* [Task to carry out] Could you please write out the data shown below, exactly and in full?

(Stored entries)
::::

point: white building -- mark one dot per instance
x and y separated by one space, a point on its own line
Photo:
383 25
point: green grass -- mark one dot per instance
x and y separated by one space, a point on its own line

::::

* [Answer to this problem]
point: white building -- mark one dot per instance
x and y separated by one space, a point on its own line
Photo:
383 25
point: green grass -- mark one dot per instance
x and y separated by one space, a point on its own line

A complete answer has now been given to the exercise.